'''
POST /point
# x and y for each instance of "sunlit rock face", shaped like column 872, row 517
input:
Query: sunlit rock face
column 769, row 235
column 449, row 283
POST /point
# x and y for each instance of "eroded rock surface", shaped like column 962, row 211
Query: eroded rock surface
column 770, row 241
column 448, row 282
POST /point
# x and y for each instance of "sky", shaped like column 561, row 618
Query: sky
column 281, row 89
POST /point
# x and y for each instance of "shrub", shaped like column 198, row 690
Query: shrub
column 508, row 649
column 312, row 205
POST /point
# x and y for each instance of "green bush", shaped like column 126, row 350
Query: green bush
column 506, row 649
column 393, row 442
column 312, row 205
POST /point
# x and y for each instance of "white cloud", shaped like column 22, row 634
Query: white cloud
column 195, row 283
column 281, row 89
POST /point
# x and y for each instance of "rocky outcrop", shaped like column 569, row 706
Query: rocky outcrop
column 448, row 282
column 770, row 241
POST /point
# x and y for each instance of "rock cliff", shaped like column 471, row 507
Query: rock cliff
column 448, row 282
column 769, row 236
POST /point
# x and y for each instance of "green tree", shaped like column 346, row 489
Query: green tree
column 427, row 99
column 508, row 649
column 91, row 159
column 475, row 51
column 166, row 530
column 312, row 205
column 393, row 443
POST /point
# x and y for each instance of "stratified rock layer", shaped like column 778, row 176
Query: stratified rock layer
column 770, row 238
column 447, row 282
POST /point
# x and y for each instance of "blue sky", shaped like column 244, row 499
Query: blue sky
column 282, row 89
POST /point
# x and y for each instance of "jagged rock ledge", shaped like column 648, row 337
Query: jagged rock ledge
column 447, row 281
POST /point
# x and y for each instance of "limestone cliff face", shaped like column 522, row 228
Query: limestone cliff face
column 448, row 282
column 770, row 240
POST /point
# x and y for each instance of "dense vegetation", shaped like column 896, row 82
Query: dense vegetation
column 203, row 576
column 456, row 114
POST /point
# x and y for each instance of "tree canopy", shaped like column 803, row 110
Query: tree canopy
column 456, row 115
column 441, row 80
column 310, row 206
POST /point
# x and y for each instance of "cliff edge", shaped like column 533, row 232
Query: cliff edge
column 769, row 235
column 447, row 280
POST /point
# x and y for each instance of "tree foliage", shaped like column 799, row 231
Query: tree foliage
'''
_WHAT TO WORK ON_
Repeat the records exactly, including every line.

_WRITTEN SOLUTION_
POST /point
# x and y for each instance of "sunlit rock face", shaped like column 872, row 517
input:
Query: sunlit rock face
column 769, row 235
column 449, row 283
POST /point
# x and y for each instance of "eroded rock surface", shaped like column 962, row 211
Query: eroded rock surface
column 770, row 241
column 448, row 282
POST /point
# x and y for each instance of "sky", shaped like column 561, row 618
Query: sky
column 281, row 89
POST /point
# x and y for each instance of "shrub", shaped like column 198, row 690
Query: shrub
column 508, row 649
column 312, row 205
POST /point
# x and y for each instance of "green bush", shaped like column 126, row 350
Query: green bush
column 506, row 649
column 393, row 442
column 312, row 205
POST /point
# x and y for each instance of "white cloud", shaped like column 22, row 634
Query: white cloud
column 195, row 283
column 281, row 89
POST /point
# x and y for each instance of "rocky outcrop", shaped like column 569, row 706
Query: rocky outcrop
column 448, row 282
column 770, row 241
POST /point
# x and y for each instance of "rock cliff", shaped like column 471, row 507
Query: rock cliff
column 448, row 282
column 769, row 236
POST /point
# x and y for each instance of "green tree", shaped like column 346, row 489
Query: green tree
column 427, row 99
column 508, row 649
column 91, row 159
column 475, row 51
column 166, row 530
column 312, row 205
column 393, row 443
POST /point
# x and y for each instance of "stratified rock layer", shaped like column 778, row 176
Query: stratified rock layer
column 770, row 238
column 447, row 282
POST /point
# x and y for each instance of "blue sky", shaped like column 244, row 499
Query: blue sky
column 282, row 89
POST /point
# x and y for each instance of "jagged rock ledge", shaped like column 648, row 337
Query: jagged rock ledge
column 447, row 281
POST /point
# x and y for each instance of "limestone cliff face", shaped like column 522, row 228
Query: limestone cliff face
column 448, row 282
column 770, row 240
POST /point
# x and y for each instance of "dense vegetation", shaped like column 896, row 82
Query: dense vegetation
column 203, row 576
column 456, row 114
POST /point
# x and y for each instance of "tree canopy", shaped like column 803, row 110
Query: tree canopy
column 456, row 115
column 441, row 80
column 310, row 206
POST /point
# x and y for each instance of "cliff edge", shaped like column 533, row 232
Query: cliff edge
column 769, row 235
column 447, row 280
POST /point
# x and y for each instance of "tree foliage", shaped like column 799, row 231
Query: tree foliage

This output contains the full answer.